- [PROBLEM REQUIREMENTS]: Copy out everything from the line containing "the lentil pile" down to the end of the records, substituting "shelf audit" for "planogram cross-check" and leaving the rest unchanged.

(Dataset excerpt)
· · · · · · ·

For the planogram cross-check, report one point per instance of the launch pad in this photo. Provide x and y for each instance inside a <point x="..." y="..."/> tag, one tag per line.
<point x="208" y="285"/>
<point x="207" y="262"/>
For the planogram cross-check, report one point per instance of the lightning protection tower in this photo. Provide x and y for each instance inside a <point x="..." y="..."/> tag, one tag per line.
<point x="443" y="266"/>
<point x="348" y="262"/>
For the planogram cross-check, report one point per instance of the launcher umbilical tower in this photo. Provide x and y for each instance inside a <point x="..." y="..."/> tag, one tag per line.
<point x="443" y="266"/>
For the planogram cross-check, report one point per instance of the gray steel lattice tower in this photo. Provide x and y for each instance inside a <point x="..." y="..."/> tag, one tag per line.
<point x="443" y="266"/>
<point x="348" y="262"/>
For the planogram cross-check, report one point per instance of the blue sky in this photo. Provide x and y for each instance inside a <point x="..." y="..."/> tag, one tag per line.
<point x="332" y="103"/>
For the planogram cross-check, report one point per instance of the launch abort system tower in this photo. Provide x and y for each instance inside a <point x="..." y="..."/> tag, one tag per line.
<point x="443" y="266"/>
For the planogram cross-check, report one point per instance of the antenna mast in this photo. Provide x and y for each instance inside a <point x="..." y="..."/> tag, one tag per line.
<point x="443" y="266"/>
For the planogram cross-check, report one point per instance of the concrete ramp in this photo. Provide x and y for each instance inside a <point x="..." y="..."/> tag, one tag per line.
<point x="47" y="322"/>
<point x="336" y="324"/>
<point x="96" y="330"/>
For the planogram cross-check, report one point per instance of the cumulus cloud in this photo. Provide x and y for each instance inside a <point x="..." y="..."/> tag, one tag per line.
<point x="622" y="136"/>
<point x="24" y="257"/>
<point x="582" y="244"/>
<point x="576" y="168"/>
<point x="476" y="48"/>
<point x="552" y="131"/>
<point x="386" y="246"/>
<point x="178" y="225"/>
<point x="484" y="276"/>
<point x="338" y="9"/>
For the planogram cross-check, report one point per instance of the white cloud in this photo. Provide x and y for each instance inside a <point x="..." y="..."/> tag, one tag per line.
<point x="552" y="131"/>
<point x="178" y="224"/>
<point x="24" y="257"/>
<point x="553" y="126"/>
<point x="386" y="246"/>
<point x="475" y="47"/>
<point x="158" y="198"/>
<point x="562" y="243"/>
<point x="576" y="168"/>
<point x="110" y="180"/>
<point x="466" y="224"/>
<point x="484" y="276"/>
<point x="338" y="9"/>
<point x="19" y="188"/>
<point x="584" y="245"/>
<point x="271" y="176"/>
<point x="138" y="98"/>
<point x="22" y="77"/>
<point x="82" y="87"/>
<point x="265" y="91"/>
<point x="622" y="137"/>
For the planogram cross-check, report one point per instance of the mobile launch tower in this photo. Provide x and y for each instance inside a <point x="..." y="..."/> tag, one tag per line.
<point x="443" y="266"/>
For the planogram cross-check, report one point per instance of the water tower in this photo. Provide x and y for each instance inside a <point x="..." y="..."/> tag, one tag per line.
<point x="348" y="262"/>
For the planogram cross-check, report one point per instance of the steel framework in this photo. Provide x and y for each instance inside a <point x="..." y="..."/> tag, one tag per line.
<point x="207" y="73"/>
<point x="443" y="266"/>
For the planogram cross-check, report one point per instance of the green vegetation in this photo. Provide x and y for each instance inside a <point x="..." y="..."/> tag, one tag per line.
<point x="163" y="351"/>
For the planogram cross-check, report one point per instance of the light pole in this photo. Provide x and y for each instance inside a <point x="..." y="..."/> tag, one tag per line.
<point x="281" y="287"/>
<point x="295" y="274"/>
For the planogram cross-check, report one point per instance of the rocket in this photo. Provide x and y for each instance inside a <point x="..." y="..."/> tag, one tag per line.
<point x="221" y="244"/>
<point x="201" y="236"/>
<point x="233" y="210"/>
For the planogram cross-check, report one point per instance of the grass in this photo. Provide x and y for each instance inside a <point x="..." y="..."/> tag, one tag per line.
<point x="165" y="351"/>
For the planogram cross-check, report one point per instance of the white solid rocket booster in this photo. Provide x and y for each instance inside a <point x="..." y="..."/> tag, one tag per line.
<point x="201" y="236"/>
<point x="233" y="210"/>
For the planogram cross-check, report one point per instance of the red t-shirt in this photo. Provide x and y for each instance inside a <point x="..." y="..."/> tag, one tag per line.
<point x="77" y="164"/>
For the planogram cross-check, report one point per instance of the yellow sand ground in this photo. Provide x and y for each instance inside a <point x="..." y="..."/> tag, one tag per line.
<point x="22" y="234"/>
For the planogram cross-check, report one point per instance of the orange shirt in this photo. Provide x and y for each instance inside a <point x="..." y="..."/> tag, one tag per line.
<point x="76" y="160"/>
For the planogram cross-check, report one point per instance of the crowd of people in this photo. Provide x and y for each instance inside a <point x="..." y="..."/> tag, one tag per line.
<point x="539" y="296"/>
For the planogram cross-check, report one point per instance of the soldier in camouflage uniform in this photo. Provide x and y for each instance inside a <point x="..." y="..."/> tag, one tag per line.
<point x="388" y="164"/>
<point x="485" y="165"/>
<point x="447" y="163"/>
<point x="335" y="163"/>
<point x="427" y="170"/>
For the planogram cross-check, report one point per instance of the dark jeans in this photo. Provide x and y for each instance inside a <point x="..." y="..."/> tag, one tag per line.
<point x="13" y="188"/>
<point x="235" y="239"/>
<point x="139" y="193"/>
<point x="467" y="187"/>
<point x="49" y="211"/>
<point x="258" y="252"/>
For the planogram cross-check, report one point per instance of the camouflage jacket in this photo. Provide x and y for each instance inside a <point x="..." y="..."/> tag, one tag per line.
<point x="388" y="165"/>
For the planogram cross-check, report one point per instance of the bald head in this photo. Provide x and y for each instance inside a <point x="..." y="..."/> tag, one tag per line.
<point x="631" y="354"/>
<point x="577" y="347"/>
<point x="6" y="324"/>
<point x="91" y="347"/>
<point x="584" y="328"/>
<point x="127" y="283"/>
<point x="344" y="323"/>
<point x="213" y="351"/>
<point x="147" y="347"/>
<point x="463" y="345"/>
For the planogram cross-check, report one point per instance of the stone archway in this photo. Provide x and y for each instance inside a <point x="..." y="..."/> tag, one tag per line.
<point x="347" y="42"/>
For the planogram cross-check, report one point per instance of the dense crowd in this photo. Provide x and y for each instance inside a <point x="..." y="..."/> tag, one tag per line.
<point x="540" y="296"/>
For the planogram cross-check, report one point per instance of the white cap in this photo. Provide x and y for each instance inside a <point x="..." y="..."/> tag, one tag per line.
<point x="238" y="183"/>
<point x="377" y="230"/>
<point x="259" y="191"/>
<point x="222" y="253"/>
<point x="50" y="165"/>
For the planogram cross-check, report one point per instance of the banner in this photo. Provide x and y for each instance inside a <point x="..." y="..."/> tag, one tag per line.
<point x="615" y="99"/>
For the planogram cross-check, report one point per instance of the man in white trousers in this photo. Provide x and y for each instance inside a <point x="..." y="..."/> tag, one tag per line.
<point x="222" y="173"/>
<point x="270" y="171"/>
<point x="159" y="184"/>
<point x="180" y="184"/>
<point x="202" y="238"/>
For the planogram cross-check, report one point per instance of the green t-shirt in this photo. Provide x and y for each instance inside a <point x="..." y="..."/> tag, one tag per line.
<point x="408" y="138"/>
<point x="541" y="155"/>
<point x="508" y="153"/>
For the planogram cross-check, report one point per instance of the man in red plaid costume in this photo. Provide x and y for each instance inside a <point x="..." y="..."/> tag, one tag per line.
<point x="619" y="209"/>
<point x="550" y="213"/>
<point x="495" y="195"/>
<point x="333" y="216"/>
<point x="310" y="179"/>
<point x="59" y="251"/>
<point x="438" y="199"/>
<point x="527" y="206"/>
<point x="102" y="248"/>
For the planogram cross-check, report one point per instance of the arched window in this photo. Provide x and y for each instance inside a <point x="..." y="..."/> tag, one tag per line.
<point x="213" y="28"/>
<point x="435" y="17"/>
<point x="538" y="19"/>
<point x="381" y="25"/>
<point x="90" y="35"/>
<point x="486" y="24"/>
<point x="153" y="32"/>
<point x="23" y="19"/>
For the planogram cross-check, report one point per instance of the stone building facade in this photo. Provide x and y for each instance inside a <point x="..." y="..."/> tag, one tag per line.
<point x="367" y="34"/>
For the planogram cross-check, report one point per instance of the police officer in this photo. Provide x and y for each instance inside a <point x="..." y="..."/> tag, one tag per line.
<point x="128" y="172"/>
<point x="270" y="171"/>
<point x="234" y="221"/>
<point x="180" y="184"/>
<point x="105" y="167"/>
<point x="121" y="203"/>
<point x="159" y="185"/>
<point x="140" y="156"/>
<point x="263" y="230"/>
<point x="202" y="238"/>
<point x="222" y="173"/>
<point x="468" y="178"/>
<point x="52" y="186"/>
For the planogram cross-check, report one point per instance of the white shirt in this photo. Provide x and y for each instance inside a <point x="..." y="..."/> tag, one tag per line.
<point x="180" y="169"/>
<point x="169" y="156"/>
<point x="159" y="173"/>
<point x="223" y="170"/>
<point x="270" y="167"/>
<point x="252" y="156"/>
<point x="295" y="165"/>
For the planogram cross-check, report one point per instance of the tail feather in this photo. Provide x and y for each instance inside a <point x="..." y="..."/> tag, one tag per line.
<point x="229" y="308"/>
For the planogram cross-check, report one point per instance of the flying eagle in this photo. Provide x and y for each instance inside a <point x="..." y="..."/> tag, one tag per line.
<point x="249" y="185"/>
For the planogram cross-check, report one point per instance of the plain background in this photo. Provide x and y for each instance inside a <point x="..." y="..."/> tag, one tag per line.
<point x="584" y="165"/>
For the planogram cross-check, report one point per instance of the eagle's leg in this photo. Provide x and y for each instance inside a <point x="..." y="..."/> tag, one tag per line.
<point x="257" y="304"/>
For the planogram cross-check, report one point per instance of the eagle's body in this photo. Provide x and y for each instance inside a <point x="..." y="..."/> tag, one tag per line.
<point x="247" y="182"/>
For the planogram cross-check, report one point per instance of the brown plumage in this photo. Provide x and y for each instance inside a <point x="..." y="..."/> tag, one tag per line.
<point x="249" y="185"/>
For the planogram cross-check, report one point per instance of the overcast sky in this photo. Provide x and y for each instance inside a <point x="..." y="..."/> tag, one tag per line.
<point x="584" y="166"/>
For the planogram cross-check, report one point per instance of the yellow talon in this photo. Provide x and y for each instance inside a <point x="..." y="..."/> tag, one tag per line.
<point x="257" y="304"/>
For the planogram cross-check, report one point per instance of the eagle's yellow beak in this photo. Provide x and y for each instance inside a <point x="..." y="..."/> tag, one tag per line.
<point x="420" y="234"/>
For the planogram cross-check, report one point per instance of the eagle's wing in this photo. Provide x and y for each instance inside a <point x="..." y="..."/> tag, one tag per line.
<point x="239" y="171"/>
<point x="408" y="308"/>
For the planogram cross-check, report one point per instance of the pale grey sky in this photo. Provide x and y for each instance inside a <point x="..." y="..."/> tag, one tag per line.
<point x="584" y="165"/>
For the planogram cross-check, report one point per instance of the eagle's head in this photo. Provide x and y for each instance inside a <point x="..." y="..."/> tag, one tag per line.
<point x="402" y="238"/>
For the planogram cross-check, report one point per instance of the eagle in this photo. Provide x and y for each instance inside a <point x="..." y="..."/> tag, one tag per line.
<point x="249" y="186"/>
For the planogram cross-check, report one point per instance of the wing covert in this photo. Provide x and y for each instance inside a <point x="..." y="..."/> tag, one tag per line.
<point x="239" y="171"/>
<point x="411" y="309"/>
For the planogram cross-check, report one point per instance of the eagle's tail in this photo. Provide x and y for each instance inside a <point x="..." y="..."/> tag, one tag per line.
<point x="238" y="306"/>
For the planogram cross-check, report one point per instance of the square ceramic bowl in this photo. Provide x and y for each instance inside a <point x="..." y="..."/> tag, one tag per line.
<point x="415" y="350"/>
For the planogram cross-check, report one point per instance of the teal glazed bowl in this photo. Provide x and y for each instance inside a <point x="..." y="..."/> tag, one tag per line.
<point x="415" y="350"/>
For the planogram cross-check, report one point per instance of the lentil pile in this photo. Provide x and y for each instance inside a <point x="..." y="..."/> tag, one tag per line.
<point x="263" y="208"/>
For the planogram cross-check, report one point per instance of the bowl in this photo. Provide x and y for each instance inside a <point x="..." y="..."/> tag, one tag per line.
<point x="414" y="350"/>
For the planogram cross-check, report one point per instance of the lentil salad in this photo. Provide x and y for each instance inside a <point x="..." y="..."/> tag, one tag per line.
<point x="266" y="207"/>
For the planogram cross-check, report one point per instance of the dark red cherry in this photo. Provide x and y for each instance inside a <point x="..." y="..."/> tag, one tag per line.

· · · · · · ·

- [FULL OUTPUT]:
For the shelf audit, report one point per instance of the lentil pile in this photo. Provide x and y for each instance inside a <point x="..." y="..."/> tag, one tag per line.
<point x="263" y="208"/>
For the shelf audit, report one point per instance of the bowl in this photo. Provide x and y for each instance inside a <point x="..." y="..."/> tag, one tag per line.
<point x="414" y="350"/>
For the shelf audit, report one point per instance of the lentil salad in this photo. Provide x and y for each instance inside a <point x="..." y="..."/> tag, one tag per line.
<point x="266" y="207"/>
For the shelf audit, report one point per instance of the dark red cherry in this photo. Provide x and y for each instance inside a <point x="..." y="..."/> tag, one tag per line.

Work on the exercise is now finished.